= What you need to do =
Gather each line in the records below that contains the string "carving" and copy those lines out in full. Case counts when matching.

Data items
═══
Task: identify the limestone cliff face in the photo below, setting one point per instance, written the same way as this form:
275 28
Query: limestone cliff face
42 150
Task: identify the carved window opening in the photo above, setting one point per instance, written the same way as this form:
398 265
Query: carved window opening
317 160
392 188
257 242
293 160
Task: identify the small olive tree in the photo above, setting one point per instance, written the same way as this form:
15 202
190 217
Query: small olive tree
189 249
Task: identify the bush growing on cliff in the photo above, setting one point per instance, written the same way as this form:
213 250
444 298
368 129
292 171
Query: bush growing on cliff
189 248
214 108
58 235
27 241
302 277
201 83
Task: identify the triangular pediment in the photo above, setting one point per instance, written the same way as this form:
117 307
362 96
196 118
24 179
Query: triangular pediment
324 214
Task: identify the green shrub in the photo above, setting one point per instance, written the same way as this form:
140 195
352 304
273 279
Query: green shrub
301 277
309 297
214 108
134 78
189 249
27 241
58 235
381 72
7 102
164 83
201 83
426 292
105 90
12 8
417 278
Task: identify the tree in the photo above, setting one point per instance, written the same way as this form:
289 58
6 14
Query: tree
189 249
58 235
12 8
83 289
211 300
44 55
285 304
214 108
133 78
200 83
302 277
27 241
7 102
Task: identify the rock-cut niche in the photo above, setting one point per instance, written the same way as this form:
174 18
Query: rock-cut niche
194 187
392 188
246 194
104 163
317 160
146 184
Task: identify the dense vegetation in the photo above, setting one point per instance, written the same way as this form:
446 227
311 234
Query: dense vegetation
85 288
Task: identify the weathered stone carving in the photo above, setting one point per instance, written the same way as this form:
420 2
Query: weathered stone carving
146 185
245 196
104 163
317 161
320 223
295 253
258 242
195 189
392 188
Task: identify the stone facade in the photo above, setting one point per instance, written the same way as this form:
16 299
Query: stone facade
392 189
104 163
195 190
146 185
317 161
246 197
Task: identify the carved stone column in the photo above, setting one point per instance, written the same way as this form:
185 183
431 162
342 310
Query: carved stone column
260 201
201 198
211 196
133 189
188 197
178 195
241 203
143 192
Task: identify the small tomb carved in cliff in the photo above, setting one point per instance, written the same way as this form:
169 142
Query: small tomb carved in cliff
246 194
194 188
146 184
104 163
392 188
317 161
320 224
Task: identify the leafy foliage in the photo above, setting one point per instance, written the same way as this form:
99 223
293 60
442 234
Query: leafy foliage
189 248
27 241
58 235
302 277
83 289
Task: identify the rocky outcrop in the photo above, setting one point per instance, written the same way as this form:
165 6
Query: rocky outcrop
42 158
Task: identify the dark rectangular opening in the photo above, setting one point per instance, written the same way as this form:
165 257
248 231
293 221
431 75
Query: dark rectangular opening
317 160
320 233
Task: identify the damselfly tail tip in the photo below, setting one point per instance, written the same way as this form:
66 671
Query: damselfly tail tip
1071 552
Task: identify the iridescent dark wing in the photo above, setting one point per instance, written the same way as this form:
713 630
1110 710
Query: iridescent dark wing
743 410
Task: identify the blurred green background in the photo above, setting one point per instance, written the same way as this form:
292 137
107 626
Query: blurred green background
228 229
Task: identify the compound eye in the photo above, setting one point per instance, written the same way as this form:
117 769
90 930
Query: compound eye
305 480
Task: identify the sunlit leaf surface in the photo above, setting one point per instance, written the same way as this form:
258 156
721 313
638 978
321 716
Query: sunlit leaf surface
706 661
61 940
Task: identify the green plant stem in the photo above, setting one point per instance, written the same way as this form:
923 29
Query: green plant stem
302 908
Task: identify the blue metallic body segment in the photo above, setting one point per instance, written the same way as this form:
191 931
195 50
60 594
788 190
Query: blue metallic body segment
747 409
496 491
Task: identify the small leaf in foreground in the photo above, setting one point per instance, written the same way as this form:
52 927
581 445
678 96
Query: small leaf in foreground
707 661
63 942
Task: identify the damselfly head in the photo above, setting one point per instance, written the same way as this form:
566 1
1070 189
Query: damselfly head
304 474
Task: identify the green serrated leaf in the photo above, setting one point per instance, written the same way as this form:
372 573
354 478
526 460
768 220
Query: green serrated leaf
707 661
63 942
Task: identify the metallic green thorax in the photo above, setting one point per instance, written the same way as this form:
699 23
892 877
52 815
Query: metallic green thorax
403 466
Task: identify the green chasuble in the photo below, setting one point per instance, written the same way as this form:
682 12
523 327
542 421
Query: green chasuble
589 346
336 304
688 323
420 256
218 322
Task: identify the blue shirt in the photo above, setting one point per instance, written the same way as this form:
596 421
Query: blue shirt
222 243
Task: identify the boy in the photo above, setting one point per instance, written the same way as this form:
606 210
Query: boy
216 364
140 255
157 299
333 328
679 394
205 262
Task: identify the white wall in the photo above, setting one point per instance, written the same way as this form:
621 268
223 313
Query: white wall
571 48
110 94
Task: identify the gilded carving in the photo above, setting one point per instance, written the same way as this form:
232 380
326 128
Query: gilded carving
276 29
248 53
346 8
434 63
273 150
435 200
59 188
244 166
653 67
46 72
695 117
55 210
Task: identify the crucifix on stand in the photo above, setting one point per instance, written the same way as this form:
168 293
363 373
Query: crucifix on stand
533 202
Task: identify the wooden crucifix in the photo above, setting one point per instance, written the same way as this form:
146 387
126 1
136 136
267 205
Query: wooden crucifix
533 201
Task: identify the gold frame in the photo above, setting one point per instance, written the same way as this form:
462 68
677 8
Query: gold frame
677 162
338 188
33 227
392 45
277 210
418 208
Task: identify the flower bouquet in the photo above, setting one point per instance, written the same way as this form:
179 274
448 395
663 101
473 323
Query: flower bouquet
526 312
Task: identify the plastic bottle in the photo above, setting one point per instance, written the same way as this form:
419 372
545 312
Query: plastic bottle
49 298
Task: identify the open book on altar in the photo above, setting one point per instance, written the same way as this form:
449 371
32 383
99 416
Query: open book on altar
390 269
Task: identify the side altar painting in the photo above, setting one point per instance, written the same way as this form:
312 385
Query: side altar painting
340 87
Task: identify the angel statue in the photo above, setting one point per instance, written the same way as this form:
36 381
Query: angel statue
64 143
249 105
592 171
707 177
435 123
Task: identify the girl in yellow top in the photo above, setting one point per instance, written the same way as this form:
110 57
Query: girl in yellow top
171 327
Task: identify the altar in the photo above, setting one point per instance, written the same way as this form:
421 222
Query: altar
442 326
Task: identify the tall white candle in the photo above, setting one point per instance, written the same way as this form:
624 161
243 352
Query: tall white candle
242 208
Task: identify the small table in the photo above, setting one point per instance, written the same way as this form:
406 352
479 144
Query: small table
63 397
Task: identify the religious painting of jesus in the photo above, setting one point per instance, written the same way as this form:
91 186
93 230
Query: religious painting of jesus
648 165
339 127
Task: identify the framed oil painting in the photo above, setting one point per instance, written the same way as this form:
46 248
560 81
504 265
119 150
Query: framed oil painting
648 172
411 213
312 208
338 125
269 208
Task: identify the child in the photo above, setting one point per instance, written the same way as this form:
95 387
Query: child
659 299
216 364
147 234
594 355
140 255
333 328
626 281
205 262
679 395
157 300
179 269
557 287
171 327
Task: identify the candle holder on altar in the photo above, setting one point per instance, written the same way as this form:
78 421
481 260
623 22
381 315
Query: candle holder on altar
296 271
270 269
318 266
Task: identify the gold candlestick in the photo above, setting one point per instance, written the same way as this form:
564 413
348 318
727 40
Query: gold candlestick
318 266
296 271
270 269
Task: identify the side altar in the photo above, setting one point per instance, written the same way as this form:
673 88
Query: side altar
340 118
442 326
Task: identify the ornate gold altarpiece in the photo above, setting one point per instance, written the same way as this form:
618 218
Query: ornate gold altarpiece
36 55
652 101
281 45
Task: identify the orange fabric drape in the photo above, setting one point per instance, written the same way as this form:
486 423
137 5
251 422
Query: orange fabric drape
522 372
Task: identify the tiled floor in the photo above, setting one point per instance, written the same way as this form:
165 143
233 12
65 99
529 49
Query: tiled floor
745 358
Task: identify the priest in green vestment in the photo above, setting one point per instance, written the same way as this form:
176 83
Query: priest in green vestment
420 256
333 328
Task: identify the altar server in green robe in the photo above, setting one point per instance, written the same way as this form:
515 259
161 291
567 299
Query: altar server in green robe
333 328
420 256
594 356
═══
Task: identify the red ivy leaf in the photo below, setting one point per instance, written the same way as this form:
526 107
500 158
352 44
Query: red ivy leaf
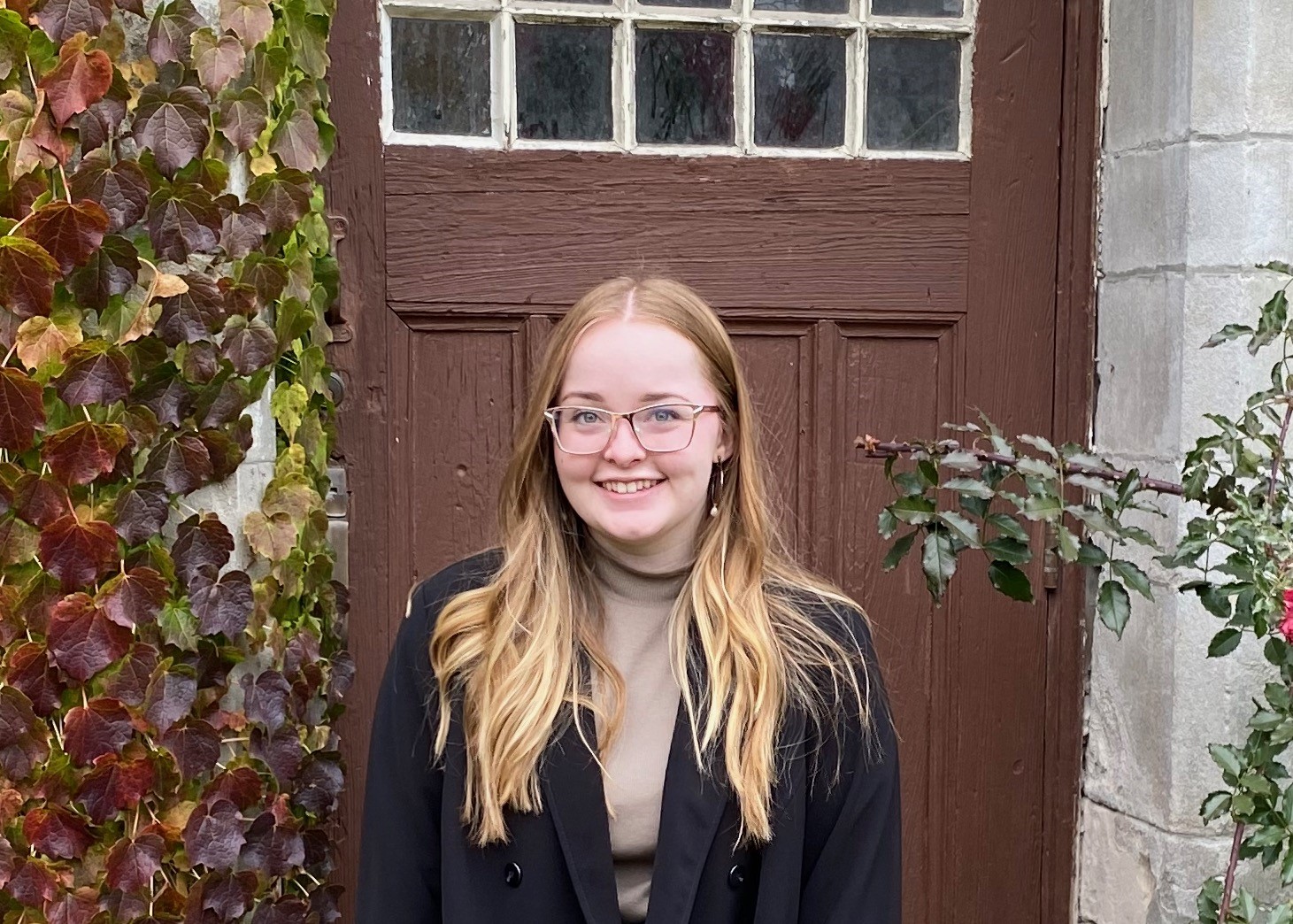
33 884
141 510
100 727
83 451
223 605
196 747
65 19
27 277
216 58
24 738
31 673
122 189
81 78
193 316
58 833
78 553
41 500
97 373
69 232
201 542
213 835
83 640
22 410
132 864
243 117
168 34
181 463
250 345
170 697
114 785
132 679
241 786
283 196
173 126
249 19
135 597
═══
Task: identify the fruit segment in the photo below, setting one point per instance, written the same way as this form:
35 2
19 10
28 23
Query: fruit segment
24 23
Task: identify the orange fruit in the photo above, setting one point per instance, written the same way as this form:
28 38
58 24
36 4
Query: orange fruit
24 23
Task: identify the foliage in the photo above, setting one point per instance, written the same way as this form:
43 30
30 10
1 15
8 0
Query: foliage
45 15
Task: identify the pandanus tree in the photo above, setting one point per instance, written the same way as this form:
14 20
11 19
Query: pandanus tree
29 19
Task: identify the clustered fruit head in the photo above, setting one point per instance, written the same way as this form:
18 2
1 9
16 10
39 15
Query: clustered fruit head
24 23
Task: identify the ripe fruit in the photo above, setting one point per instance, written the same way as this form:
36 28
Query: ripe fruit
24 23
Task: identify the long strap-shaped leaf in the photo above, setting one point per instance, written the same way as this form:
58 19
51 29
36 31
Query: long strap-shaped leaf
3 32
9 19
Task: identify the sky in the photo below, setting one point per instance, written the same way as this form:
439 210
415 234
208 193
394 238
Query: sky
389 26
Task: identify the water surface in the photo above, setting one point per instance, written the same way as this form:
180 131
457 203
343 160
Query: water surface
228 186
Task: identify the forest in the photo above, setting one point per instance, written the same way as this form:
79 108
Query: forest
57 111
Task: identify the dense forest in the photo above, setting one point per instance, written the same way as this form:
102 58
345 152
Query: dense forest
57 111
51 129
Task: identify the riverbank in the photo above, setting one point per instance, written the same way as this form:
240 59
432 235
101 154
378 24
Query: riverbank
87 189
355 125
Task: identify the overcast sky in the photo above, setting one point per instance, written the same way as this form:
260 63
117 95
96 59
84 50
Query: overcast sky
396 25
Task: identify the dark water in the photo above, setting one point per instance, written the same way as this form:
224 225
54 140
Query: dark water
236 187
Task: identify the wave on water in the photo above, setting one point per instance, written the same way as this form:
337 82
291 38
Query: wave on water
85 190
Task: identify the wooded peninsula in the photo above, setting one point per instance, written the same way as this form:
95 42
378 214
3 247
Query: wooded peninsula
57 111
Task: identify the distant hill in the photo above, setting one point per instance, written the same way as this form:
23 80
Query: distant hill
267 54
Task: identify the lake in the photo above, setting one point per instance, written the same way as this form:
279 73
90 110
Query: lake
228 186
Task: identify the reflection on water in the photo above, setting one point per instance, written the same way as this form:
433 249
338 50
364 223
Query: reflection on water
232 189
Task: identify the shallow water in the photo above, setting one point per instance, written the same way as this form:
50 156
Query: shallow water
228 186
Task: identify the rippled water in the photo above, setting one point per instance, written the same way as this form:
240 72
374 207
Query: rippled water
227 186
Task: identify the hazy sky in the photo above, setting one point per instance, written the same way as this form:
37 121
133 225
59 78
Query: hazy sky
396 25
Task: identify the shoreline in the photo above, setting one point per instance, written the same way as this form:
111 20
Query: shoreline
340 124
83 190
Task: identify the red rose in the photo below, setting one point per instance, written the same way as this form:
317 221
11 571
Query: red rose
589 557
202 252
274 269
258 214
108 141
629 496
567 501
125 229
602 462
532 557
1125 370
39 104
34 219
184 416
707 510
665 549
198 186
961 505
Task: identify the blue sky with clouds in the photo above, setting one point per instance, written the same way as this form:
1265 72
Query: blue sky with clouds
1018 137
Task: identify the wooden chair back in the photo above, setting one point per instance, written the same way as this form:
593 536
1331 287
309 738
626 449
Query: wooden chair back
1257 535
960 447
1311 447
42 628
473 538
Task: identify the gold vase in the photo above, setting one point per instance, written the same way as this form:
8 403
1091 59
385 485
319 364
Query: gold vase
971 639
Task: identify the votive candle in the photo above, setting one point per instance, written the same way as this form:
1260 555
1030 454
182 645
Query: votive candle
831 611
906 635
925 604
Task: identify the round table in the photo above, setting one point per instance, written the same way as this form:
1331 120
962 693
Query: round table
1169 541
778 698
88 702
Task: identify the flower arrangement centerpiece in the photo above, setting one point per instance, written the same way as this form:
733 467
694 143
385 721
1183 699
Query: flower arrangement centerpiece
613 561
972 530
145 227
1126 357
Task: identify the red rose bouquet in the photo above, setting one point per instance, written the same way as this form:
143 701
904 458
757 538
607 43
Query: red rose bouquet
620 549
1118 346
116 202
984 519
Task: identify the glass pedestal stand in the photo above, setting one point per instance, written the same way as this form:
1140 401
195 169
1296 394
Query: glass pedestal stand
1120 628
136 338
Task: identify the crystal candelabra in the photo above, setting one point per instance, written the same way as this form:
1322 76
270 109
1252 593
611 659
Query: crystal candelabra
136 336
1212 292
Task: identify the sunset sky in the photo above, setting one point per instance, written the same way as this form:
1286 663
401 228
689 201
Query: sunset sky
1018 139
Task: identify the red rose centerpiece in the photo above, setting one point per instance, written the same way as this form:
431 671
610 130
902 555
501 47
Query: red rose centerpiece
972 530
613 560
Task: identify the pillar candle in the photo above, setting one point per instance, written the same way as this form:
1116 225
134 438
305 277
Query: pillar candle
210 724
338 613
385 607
═══
= Solution for this task =
Task: identify the weathered stone carving in the photo above, setting one point per instance, written the same way as this form:
Query: weathered stone carving
Task: identify the gilded carving in the photo above, setting one point per instance, written the same way as this form:
Query: gilded carving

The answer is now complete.